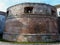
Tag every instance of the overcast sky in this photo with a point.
(4, 4)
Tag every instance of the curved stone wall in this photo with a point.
(31, 22)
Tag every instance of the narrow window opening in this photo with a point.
(28, 9)
(53, 12)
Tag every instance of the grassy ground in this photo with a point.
(2, 40)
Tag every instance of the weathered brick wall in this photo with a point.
(31, 27)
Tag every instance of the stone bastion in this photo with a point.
(31, 22)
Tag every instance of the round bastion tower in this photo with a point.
(31, 22)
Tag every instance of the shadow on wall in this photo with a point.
(2, 24)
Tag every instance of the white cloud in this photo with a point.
(2, 6)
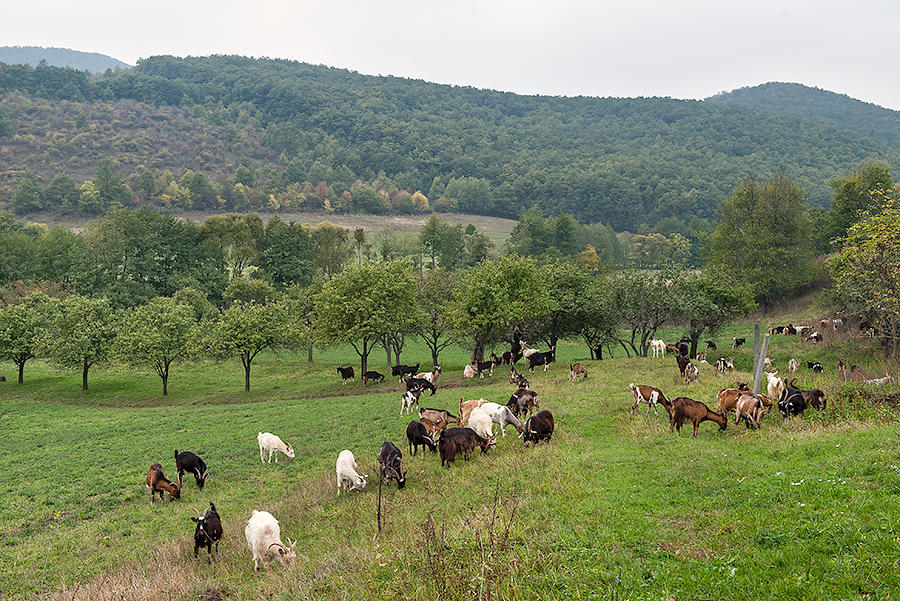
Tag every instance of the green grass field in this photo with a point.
(614, 508)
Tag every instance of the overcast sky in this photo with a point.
(678, 48)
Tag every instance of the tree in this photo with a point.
(363, 304)
(157, 333)
(764, 239)
(493, 296)
(866, 271)
(245, 330)
(82, 334)
(23, 326)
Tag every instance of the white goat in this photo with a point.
(481, 422)
(348, 478)
(774, 385)
(501, 415)
(271, 443)
(264, 539)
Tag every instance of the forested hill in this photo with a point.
(93, 62)
(805, 102)
(624, 162)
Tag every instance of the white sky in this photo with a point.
(683, 49)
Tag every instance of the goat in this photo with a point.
(390, 464)
(576, 371)
(404, 370)
(461, 440)
(273, 444)
(208, 531)
(420, 384)
(544, 359)
(372, 375)
(348, 477)
(431, 376)
(466, 407)
(523, 401)
(750, 409)
(346, 373)
(409, 398)
(650, 395)
(263, 533)
(417, 435)
(499, 414)
(158, 483)
(774, 385)
(191, 462)
(538, 427)
(688, 410)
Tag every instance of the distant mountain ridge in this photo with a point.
(815, 104)
(94, 62)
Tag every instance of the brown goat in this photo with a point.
(158, 483)
(686, 410)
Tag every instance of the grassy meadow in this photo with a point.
(614, 508)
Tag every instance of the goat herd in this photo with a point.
(474, 429)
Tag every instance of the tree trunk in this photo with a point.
(86, 366)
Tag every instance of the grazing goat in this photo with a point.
(409, 398)
(404, 370)
(544, 359)
(431, 376)
(348, 477)
(650, 395)
(523, 401)
(347, 373)
(417, 435)
(191, 462)
(750, 409)
(538, 427)
(390, 464)
(263, 534)
(208, 531)
(158, 483)
(686, 410)
(727, 398)
(372, 375)
(420, 384)
(271, 443)
(461, 440)
(576, 372)
(774, 385)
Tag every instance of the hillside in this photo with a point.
(624, 162)
(92, 62)
(797, 100)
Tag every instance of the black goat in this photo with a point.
(208, 531)
(186, 461)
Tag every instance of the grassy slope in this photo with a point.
(615, 506)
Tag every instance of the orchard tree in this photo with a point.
(363, 304)
(495, 295)
(764, 239)
(157, 334)
(82, 334)
(22, 327)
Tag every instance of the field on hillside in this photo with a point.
(613, 508)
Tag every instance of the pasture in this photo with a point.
(614, 508)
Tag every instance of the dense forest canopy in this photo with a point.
(324, 138)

* * * *

* **EXERCISE GOAL**: Nothing but the pictures should be left out when the records are retyped exactly.

* **RESPONSE TO THE EXERCISE**:
Tag every instance of the overcast sky in this photo with a point.
(4, 4)
Tag every instance of the curved stone wall in this photo with a point.
(31, 22)
Tag every instance of the narrow window opening in this photo with a point.
(28, 9)
(53, 12)
Tag every instance of the grassy ground in this photo with a point.
(2, 40)
Tag every instance of the weathered brick wall in this photo with a point.
(31, 27)
Tag every instance of the stone bastion in this photo with a point.
(31, 22)
Tag every instance of the round bastion tower in this photo with a point.
(31, 22)
Tag every instance of the shadow on wall in this photo with a point.
(2, 24)
Tag every instance of the white cloud in this photo with a point.
(2, 6)
Tag every instance of the green grass field in this photo with a point.
(614, 508)
Tag every instance of the overcast sky in this photo with a point.
(678, 48)
Tag every instance of the tree in this photo with a point.
(363, 304)
(157, 333)
(764, 239)
(493, 296)
(866, 271)
(245, 330)
(82, 334)
(23, 326)
Tag every instance of the white goat in this photo with a point.
(481, 422)
(348, 478)
(774, 385)
(501, 415)
(271, 443)
(264, 539)
Tag every instance of the forested hill in this photo with a point.
(93, 62)
(805, 102)
(624, 162)
Tag every instance of the white sky in this photo with a point.
(683, 49)
Tag every instance of the goat in this photo with a point.
(390, 464)
(576, 371)
(404, 370)
(461, 440)
(273, 444)
(208, 531)
(420, 384)
(544, 359)
(372, 375)
(348, 477)
(431, 376)
(466, 407)
(523, 401)
(750, 409)
(346, 373)
(409, 398)
(650, 395)
(263, 533)
(417, 435)
(499, 414)
(158, 483)
(774, 385)
(191, 462)
(538, 427)
(688, 410)
Tag every instance of the distant mountain ridge in this photo with a point.
(815, 104)
(94, 62)
Tag every instance of the brown goat in this photo with a point.
(158, 483)
(686, 410)
Tag every instance of the grassy meadow in this photo with a point.
(614, 508)
Tag every instance of the goat herd in this photo with a point.
(474, 429)
Tag every instance of the tree trunk in this photo with a point.
(86, 366)
Tag every instance of the grazing goat in this photo with a point.
(409, 398)
(404, 370)
(544, 359)
(431, 376)
(348, 477)
(650, 395)
(523, 401)
(347, 373)
(417, 435)
(191, 462)
(750, 409)
(538, 427)
(390, 464)
(263, 534)
(208, 531)
(158, 483)
(686, 410)
(727, 398)
(372, 375)
(420, 384)
(271, 443)
(461, 440)
(576, 372)
(774, 385)
Tag every instance of the hillside in this photo with a point.
(624, 162)
(92, 62)
(797, 100)
Tag every instance of the black goat in this photo with a point.
(208, 531)
(186, 461)
Tag every instance of the grassy slope in this photo with a point.
(615, 506)
Tag every instance of the orchard tree in this photo with a point.
(363, 304)
(495, 295)
(764, 239)
(157, 334)
(82, 334)
(22, 327)
Tag every instance of the field on hillside in this photo with a point.
(613, 508)
Tag every instance of the pasture in this photo with a point.
(614, 508)
Tag every instance of the dense forest canopy in this photo with a point.
(324, 138)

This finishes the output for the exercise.